GIVEN RECORDS START

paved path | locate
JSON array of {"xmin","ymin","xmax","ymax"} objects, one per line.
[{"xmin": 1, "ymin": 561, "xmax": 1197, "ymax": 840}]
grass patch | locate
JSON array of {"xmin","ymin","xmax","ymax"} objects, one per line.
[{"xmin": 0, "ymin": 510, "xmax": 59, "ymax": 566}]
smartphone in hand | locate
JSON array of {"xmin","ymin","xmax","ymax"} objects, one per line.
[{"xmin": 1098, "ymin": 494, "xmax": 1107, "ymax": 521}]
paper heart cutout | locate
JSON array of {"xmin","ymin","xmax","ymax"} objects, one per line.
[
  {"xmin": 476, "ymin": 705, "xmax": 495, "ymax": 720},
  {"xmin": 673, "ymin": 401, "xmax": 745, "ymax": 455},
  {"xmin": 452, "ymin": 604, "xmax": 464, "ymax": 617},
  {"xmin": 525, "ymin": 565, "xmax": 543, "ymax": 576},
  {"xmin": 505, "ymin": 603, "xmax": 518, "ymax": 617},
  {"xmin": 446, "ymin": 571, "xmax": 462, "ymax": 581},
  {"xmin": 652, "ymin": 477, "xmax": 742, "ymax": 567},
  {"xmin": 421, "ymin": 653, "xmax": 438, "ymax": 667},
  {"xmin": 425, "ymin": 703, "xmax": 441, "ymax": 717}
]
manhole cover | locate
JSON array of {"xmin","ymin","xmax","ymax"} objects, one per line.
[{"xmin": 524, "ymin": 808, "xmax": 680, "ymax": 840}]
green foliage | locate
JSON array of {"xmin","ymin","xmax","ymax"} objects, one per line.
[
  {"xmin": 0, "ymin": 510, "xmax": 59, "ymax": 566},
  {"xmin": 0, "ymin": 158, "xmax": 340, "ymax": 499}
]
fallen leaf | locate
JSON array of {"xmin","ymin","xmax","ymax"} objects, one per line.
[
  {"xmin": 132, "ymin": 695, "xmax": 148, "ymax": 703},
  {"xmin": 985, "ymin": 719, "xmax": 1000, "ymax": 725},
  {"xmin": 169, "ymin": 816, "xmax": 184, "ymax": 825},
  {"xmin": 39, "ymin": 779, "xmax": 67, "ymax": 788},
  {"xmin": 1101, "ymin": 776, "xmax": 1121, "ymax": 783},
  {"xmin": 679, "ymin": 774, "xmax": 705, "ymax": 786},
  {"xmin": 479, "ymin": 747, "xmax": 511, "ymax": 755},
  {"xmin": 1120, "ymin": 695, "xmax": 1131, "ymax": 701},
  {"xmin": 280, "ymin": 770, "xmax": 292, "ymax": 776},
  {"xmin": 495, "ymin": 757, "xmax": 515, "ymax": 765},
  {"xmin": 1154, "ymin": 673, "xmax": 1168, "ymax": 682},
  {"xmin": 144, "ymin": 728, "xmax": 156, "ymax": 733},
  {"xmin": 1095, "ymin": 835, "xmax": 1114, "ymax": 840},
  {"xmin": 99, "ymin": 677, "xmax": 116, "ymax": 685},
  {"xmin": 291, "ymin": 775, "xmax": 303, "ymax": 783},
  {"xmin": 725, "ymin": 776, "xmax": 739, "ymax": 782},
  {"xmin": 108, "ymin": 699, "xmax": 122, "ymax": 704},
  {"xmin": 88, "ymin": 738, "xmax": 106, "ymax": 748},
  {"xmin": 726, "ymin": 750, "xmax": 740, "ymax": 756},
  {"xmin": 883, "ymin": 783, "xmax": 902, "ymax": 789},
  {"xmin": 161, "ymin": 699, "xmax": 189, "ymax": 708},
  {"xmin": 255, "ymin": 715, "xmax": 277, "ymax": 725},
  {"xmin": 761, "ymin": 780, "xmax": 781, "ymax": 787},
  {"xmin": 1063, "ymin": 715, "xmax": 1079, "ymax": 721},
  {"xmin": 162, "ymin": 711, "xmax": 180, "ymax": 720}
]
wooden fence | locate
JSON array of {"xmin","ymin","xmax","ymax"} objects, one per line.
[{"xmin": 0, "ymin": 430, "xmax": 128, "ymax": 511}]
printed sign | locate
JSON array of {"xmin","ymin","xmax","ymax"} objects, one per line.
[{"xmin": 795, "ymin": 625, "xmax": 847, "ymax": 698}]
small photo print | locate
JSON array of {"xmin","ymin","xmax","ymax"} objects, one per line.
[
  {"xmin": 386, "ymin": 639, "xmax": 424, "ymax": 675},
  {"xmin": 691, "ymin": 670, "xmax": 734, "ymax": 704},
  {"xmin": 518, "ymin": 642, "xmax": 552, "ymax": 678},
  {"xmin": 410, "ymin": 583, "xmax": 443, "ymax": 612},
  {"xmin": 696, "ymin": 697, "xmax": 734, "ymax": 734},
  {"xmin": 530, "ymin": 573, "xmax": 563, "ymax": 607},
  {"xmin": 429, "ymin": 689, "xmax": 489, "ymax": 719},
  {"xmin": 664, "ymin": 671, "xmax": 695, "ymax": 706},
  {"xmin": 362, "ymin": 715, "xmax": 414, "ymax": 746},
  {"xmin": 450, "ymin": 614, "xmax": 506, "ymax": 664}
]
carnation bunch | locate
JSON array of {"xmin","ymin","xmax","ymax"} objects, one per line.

GIVEN RECORDS END

TASK DIRECTIONS
All of the entries should be repeated word for word.

TASK RESPONSE
paved path | locate
JSON array of {"xmin","ymin","xmax","ymax"} objects, one per line.
[{"xmin": 1, "ymin": 561, "xmax": 1197, "ymax": 840}]
grass patch | locate
JSON array of {"xmin","ymin","xmax","ymax"} objects, one per line.
[{"xmin": 0, "ymin": 510, "xmax": 59, "ymax": 566}]
smartphone in hand | locate
JSON array of {"xmin","ymin","xmax","ymax"} objects, one per line.
[{"xmin": 1098, "ymin": 494, "xmax": 1107, "ymax": 521}]
paper heart cutout | locate
JSON array of {"xmin","ymin","xmax","ymax"} objects, one per line.
[
  {"xmin": 476, "ymin": 705, "xmax": 495, "ymax": 720},
  {"xmin": 673, "ymin": 401, "xmax": 745, "ymax": 455},
  {"xmin": 452, "ymin": 604, "xmax": 464, "ymax": 617},
  {"xmin": 525, "ymin": 565, "xmax": 543, "ymax": 576},
  {"xmin": 505, "ymin": 603, "xmax": 518, "ymax": 617},
  {"xmin": 446, "ymin": 571, "xmax": 462, "ymax": 581},
  {"xmin": 652, "ymin": 477, "xmax": 742, "ymax": 567},
  {"xmin": 421, "ymin": 653, "xmax": 438, "ymax": 667},
  {"xmin": 425, "ymin": 703, "xmax": 441, "ymax": 717}
]
manhole cover | locate
JSON array of {"xmin","ymin","xmax","ymax"} objects, one per line.
[{"xmin": 524, "ymin": 808, "xmax": 680, "ymax": 840}]
green foliage | locate
JSON array of {"xmin","ymin","xmax","ymax"} objects, one per line.
[
  {"xmin": 0, "ymin": 510, "xmax": 59, "ymax": 566},
  {"xmin": 0, "ymin": 158, "xmax": 340, "ymax": 499}
]
fallen leaf | locate
JSON array of {"xmin","ymin","xmax","ymax"} objects, one per line.
[
  {"xmin": 132, "ymin": 695, "xmax": 148, "ymax": 703},
  {"xmin": 985, "ymin": 719, "xmax": 1000, "ymax": 725},
  {"xmin": 169, "ymin": 816, "xmax": 184, "ymax": 825},
  {"xmin": 39, "ymin": 779, "xmax": 67, "ymax": 788},
  {"xmin": 1101, "ymin": 776, "xmax": 1121, "ymax": 783},
  {"xmin": 679, "ymin": 774, "xmax": 705, "ymax": 786},
  {"xmin": 479, "ymin": 747, "xmax": 511, "ymax": 755},
  {"xmin": 1120, "ymin": 695, "xmax": 1131, "ymax": 701},
  {"xmin": 280, "ymin": 770, "xmax": 292, "ymax": 776},
  {"xmin": 495, "ymin": 757, "xmax": 515, "ymax": 765},
  {"xmin": 1154, "ymin": 673, "xmax": 1168, "ymax": 682},
  {"xmin": 144, "ymin": 728, "xmax": 156, "ymax": 733},
  {"xmin": 1095, "ymin": 835, "xmax": 1114, "ymax": 840},
  {"xmin": 99, "ymin": 677, "xmax": 116, "ymax": 685},
  {"xmin": 291, "ymin": 775, "xmax": 303, "ymax": 783},
  {"xmin": 725, "ymin": 776, "xmax": 739, "ymax": 782},
  {"xmin": 108, "ymin": 699, "xmax": 122, "ymax": 704},
  {"xmin": 88, "ymin": 738, "xmax": 106, "ymax": 748},
  {"xmin": 726, "ymin": 750, "xmax": 740, "ymax": 756},
  {"xmin": 883, "ymin": 783, "xmax": 902, "ymax": 789},
  {"xmin": 161, "ymin": 699, "xmax": 189, "ymax": 708},
  {"xmin": 255, "ymin": 715, "xmax": 277, "ymax": 725},
  {"xmin": 761, "ymin": 780, "xmax": 781, "ymax": 787},
  {"xmin": 1063, "ymin": 715, "xmax": 1079, "ymax": 721},
  {"xmin": 162, "ymin": 711, "xmax": 180, "ymax": 720}
]
wooden fence | locate
JSON array of {"xmin","ymin","xmax","ymax"} objects, one per line.
[{"xmin": 0, "ymin": 430, "xmax": 128, "ymax": 511}]
printed sign | locate
JSON array of {"xmin","ymin","xmax","ymax"} objects, one per line.
[{"xmin": 795, "ymin": 625, "xmax": 847, "ymax": 698}]
small photo print | locate
JSON array of {"xmin","ymin","xmax","ymax"} objects, one per line.
[
  {"xmin": 386, "ymin": 639, "xmax": 424, "ymax": 675},
  {"xmin": 691, "ymin": 670, "xmax": 734, "ymax": 704},
  {"xmin": 518, "ymin": 642, "xmax": 552, "ymax": 678},
  {"xmin": 410, "ymin": 583, "xmax": 443, "ymax": 612},
  {"xmin": 696, "ymin": 697, "xmax": 734, "ymax": 734},
  {"xmin": 530, "ymin": 573, "xmax": 563, "ymax": 607},
  {"xmin": 429, "ymin": 689, "xmax": 489, "ymax": 719},
  {"xmin": 664, "ymin": 671, "xmax": 695, "ymax": 706},
  {"xmin": 362, "ymin": 715, "xmax": 414, "ymax": 746},
  {"xmin": 450, "ymin": 614, "xmax": 506, "ymax": 664}
]
carnation bunch | locate
JSON array of {"xmin","ymin","xmax","ymax"} objects, one per line.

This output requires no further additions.